▸ Input records

........

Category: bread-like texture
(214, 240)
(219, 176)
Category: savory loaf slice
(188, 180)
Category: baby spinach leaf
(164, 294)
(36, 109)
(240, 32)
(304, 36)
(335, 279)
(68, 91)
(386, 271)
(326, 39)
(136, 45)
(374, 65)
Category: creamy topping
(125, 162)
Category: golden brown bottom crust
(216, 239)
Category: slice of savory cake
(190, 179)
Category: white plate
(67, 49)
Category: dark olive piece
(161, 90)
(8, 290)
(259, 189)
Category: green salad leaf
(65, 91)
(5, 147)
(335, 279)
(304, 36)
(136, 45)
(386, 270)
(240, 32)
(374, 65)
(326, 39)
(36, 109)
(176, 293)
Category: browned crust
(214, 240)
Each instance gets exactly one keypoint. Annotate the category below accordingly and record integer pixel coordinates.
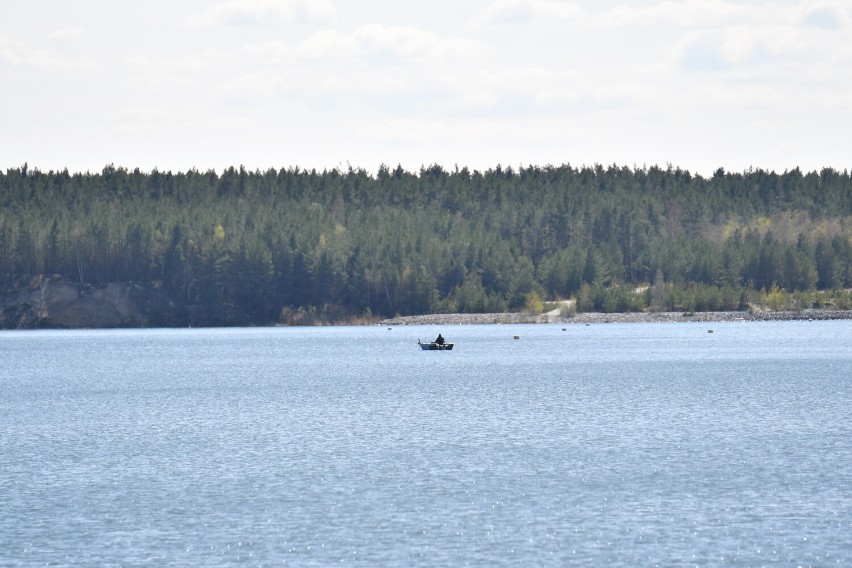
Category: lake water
(613, 444)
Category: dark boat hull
(436, 347)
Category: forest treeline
(259, 247)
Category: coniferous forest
(264, 247)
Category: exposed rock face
(53, 301)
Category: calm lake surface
(613, 444)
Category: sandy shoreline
(589, 318)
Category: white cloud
(514, 11)
(264, 12)
(66, 33)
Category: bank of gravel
(590, 318)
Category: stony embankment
(644, 317)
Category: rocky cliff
(51, 301)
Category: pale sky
(175, 85)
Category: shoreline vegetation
(126, 248)
(626, 317)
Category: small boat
(432, 346)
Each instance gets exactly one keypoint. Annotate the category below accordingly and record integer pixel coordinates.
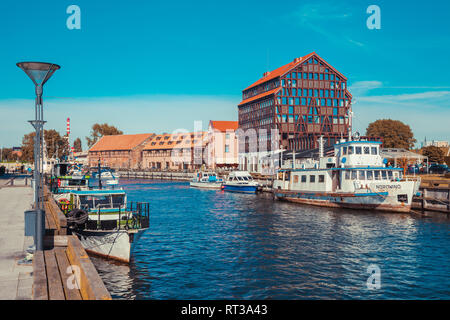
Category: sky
(157, 66)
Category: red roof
(261, 95)
(281, 70)
(120, 142)
(224, 125)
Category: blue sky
(154, 66)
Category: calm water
(215, 245)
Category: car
(438, 168)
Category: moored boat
(355, 177)
(240, 181)
(206, 180)
(105, 223)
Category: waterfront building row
(180, 150)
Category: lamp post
(39, 73)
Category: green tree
(100, 130)
(56, 145)
(395, 134)
(77, 145)
(434, 154)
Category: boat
(356, 177)
(206, 180)
(240, 181)
(105, 223)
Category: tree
(395, 134)
(56, 145)
(77, 145)
(100, 130)
(434, 154)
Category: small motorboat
(206, 180)
(240, 181)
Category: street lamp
(39, 73)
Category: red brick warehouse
(303, 99)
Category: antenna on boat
(99, 175)
(321, 147)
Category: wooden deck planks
(68, 278)
(40, 277)
(55, 287)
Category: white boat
(355, 177)
(240, 181)
(104, 223)
(206, 180)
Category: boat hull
(365, 201)
(112, 244)
(240, 188)
(206, 185)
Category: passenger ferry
(355, 177)
(104, 222)
(240, 181)
(206, 180)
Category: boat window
(102, 201)
(366, 150)
(86, 201)
(350, 150)
(118, 200)
(377, 174)
(361, 175)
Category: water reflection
(216, 245)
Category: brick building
(180, 151)
(302, 100)
(222, 144)
(119, 151)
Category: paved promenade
(16, 280)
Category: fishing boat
(105, 223)
(355, 177)
(206, 180)
(240, 181)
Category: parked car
(438, 168)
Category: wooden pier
(63, 271)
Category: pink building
(222, 144)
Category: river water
(205, 244)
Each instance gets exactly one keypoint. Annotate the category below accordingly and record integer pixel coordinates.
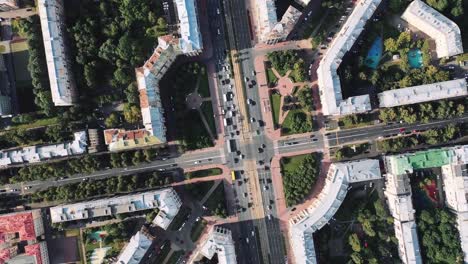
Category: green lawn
(204, 88)
(275, 108)
(207, 110)
(289, 164)
(287, 127)
(197, 230)
(203, 173)
(271, 77)
(198, 190)
(192, 130)
(38, 123)
(175, 256)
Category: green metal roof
(401, 164)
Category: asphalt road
(350, 136)
(184, 161)
(262, 235)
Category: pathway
(212, 189)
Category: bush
(299, 182)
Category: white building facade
(136, 249)
(326, 204)
(455, 178)
(444, 31)
(398, 193)
(220, 242)
(166, 200)
(423, 93)
(62, 83)
(34, 154)
(329, 82)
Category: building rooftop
(267, 19)
(220, 242)
(327, 203)
(62, 84)
(408, 243)
(169, 206)
(119, 205)
(434, 158)
(423, 93)
(190, 40)
(22, 228)
(34, 154)
(282, 29)
(445, 32)
(136, 249)
(455, 179)
(329, 82)
(398, 193)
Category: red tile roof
(112, 135)
(23, 225)
(34, 250)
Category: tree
(438, 4)
(89, 73)
(122, 77)
(305, 98)
(132, 113)
(112, 121)
(403, 39)
(390, 45)
(107, 51)
(396, 6)
(356, 257)
(354, 242)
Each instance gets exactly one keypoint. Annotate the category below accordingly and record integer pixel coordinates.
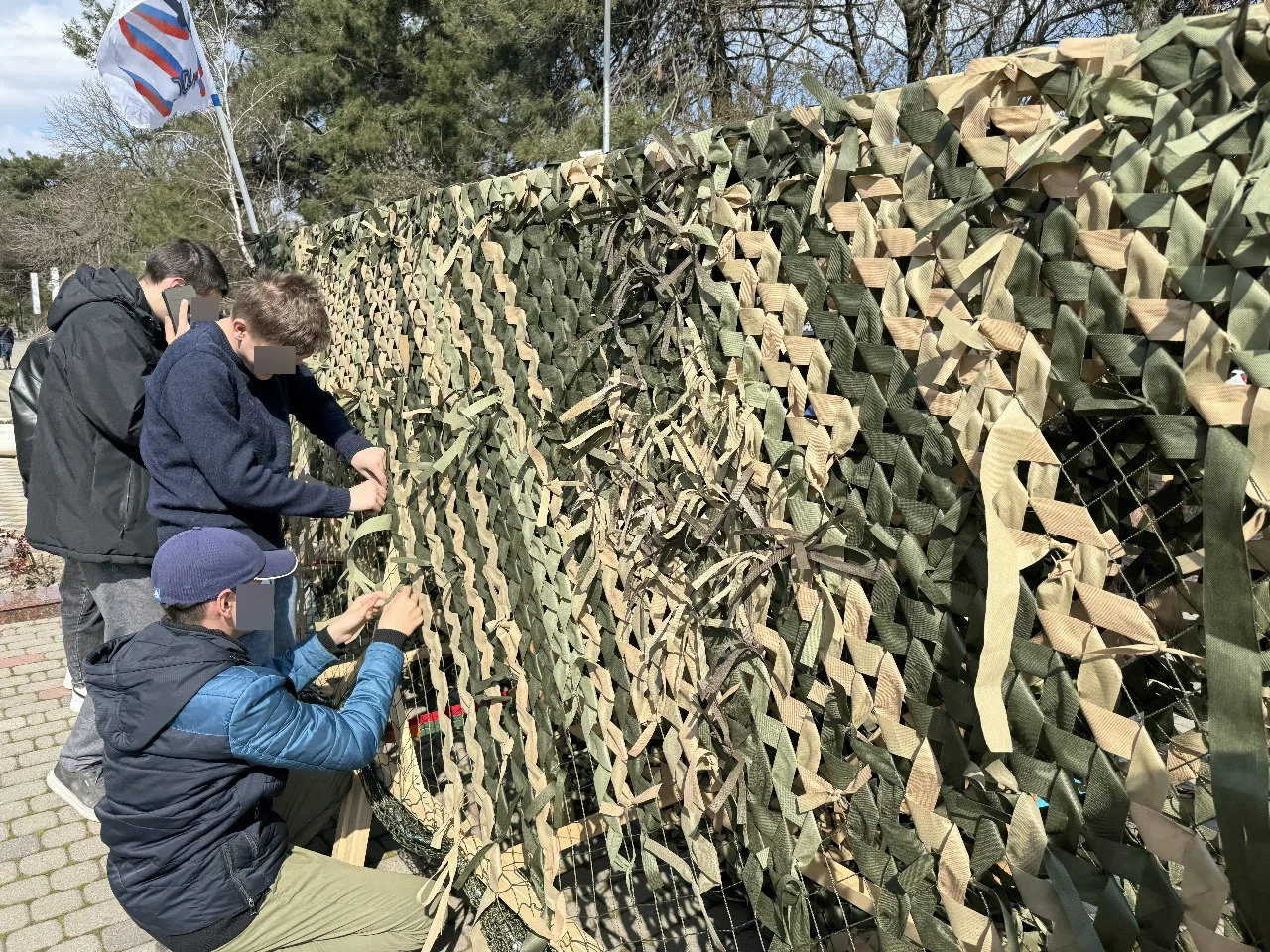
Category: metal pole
(238, 169)
(608, 60)
(225, 128)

........

▸ Aim of the exercise
Arrange every line of the records above as a Markdown table with two columns, Row for the row number and Line for the line itself, and skip any blank lines. Leave the pictures out of the answer.

▸ Output for this exercise
| Row | Line |
|---|---|
| 1 | Category: bread-like texture |
| 2 | (214, 240) |
| 3 | (219, 176) |
| 4 | Category: savory loaf slice |
| 5 | (188, 180) |
| 6 | Category: baby spinach leaf |
| 7 | (164, 294) |
| 8 | (36, 109) |
| 9 | (240, 32) |
| 10 | (304, 36) |
| 11 | (335, 279) |
| 12 | (68, 91) |
| 13 | (386, 271) |
| 14 | (326, 39) |
| 15 | (136, 45) |
| 16 | (374, 65) |
| 17 | Category: creamy topping |
| 18 | (125, 162) |
| 19 | Category: golden brown bottom crust |
| 20 | (216, 239) |
| 21 | Category: slice of savory cake |
| 22 | (190, 179) |
| 23 | Category: white plate |
| 24 | (67, 49) |
| 25 | Category: dark olive piece |
| 26 | (161, 90) |
| 27 | (8, 290) |
| 28 | (259, 189) |
| 29 | Category: green salad leaf |
| 30 | (65, 91) |
| 31 | (5, 147) |
| 32 | (335, 279) |
| 33 | (304, 36) |
| 34 | (136, 45) |
| 35 | (386, 270) |
| 36 | (240, 32) |
| 37 | (374, 65) |
| 38 | (326, 39) |
| 39 | (36, 109) |
| 40 | (176, 293) |
| 41 | Category: browned crust |
| 42 | (214, 240) |
| 43 | Each instance gets exactly one keypoint. Annotate the category below accordingly and record integer pixel coordinates. |
| 44 | Category: lake water |
| 45 | (613, 444) |
| 46 | Category: dark boat hull |
| 47 | (436, 347) |
| 48 | Category: forest treeline |
| 49 | (259, 247) |
| 50 | Category: coniferous forest |
| 51 | (264, 247) |
| 52 | Category: exposed rock face |
| 53 | (53, 301) |
| 54 | Category: calm lake surface |
| 55 | (613, 444) |
| 56 | Category: sandy shoreline |
| 57 | (589, 318) |
| 58 | Category: white cloud |
| 59 | (514, 11) |
| 60 | (264, 12) |
| 61 | (66, 33) |
| 62 | Category: bank of gravel |
| 63 | (590, 318) |
| 64 | Category: stony embankment |
| 65 | (644, 317) |
| 66 | Category: rocky cliff |
| 67 | (51, 301) |
| 68 | Category: pale sky |
| 69 | (175, 85) |
| 70 | Category: shoreline vegetation |
| 71 | (126, 248) |
| 72 | (626, 317) |
| 73 | Category: small boat |
| 74 | (432, 346) |
| 75 | Each instance gets exactly one keypoint. Annotate the category below accordingly and record integer pixel coordinates. |
| 76 | Category: sky |
| 77 | (157, 66) |
| 78 | Category: red roof |
| 79 | (261, 95) |
| 80 | (281, 70) |
| 81 | (120, 142) |
| 82 | (224, 125) |
| 83 | Category: blue sky |
| 84 | (154, 66) |
| 85 | Category: calm water |
| 86 | (215, 245) |
| 87 | Category: car |
| 88 | (438, 168) |
| 89 | Category: moored boat |
| 90 | (355, 177) |
| 91 | (240, 181) |
| 92 | (206, 180) |
| 93 | (105, 223) |
| 94 | Category: waterfront building row |
| 95 | (180, 150) |
| 96 | Category: lamp post |
| 97 | (39, 73) |
| 98 | Category: green tree |
| 99 | (100, 130) |
| 100 | (56, 145) |
| 101 | (395, 134) |
| 102 | (77, 145) |
| 103 | (434, 154) |
| 104 | Category: boat |
| 105 | (356, 177) |
| 106 | (206, 180) |
| 107 | (240, 181) |
| 108 | (105, 223) |
| 109 | Category: tree |
| 110 | (395, 134) |
| 111 | (56, 145) |
| 112 | (77, 145) |
| 113 | (100, 130) |
| 114 | (434, 154) |
| 115 | Category: small motorboat |
| 116 | (206, 180) |
| 117 | (240, 181) |
| 118 | Category: street lamp |
| 119 | (39, 73) |
| 120 | Category: red brick warehouse |
| 121 | (303, 99) |
| 122 | Category: antenna on boat |
| 123 | (99, 175) |
| 124 | (321, 147) |
| 125 | Category: wooden deck planks |
| 126 | (68, 278) |
| 127 | (40, 277) |
| 128 | (55, 287) |
| 129 | Category: white boat |
| 130 | (355, 177) |
| 131 | (240, 181) |
| 132 | (104, 223) |
| 133 | (206, 180) |
| 134 | Category: boat hull |
| 135 | (365, 201) |
| 136 | (112, 244) |
| 137 | (240, 188) |
| 138 | (206, 185) |
| 139 | Category: passenger ferry |
| 140 | (355, 177) |
| 141 | (104, 222) |
| 142 | (240, 181) |
| 143 | (206, 180) |
| 144 | Category: boat window |
| 145 | (102, 201) |
| 146 | (366, 150) |
| 147 | (86, 201) |
| 148 | (350, 150) |
| 149 | (118, 200) |
| 150 | (377, 174) |
| 151 | (361, 175) |
| 152 | Category: water reflection |
| 153 | (216, 245) |
| 154 | Category: brick building |
| 155 | (180, 151) |
| 156 | (302, 100) |
| 157 | (222, 144) |
| 158 | (119, 151) |
| 159 | Category: paved promenade |
| 160 | (16, 280) |
| 161 | Category: fishing boat |
| 162 | (105, 223) |
| 163 | (355, 177) |
| 164 | (206, 180) |
| 165 | (240, 181) |
| 166 | Category: parked car |
| 167 | (438, 168) |
| 168 | Category: wooden pier |
| 169 | (63, 271) |
| 170 | Category: pink building |
| 171 | (222, 144) |
| 172 | Category: river water |
| 173 | (205, 244) |
| 174 | Each instance gets exactly one keypoint. Annotate the category below accordingly and record integer pixel coordinates. |
| 175 | Category: green lawn |
| 176 | (204, 88) |
| 177 | (275, 108) |
| 178 | (207, 110) |
| 179 | (289, 164) |
| 180 | (287, 127) |
| 181 | (197, 230) |
| 182 | (203, 173) |
| 183 | (271, 77) |
| 184 | (198, 190) |
| 185 | (192, 130) |
| 186 | (38, 123) |
| 187 | (175, 256) |
| 188 | Category: green metal roof |
| 189 | (401, 164) |
| 190 | Category: asphalt road |
| 191 | (350, 136) |
| 192 | (184, 161) |
| 193 | (262, 235) |
| 194 | Category: pathway |
| 195 | (212, 189) |
| 196 | Category: bush |
| 197 | (299, 182) |
| 198 | Category: white building facade |
| 199 | (136, 249) |
| 200 | (326, 204) |
| 201 | (455, 178) |
| 202 | (444, 31) |
| 203 | (398, 193) |
| 204 | (220, 242) |
| 205 | (166, 200) |
| 206 | (423, 93) |
| 207 | (62, 83) |
| 208 | (34, 154) |
| 209 | (329, 82) |
| 210 | Category: building rooftop |
| 211 | (267, 19) |
| 212 | (220, 242) |
| 213 | (327, 203) |
| 214 | (62, 84) |
| 215 | (408, 243) |
| 216 | (169, 206) |
| 217 | (119, 205) |
| 218 | (434, 158) |
| 219 | (423, 93) |
| 220 | (190, 40) |
| 221 | (22, 228) |
| 222 | (34, 154) |
| 223 | (282, 29) |
| 224 | (445, 32) |
| 225 | (136, 249) |
| 226 | (455, 179) |
| 227 | (329, 82) |
| 228 | (398, 193) |
| 229 | Category: red tile roof |
| 230 | (112, 135) |
| 231 | (23, 225) |
| 232 | (34, 250) |
| 233 | Category: tree |
| 234 | (438, 4) |
| 235 | (89, 73) |
| 236 | (122, 77) |
| 237 | (305, 98) |
| 238 | (132, 113) |
| 239 | (112, 121) |
| 240 | (403, 39) |
| 241 | (390, 45) |
| 242 | (107, 51) |
| 243 | (396, 6) |
| 244 | (356, 257) |
| 245 | (354, 242) |
| 246 | Each instance gets exactly one keypoint. Annotate the category below accordingly and record integer pixel coordinates. |
| 247 | Category: metal pole |
| 248 | (238, 169) |
| 249 | (608, 60) |
| 250 | (225, 128) |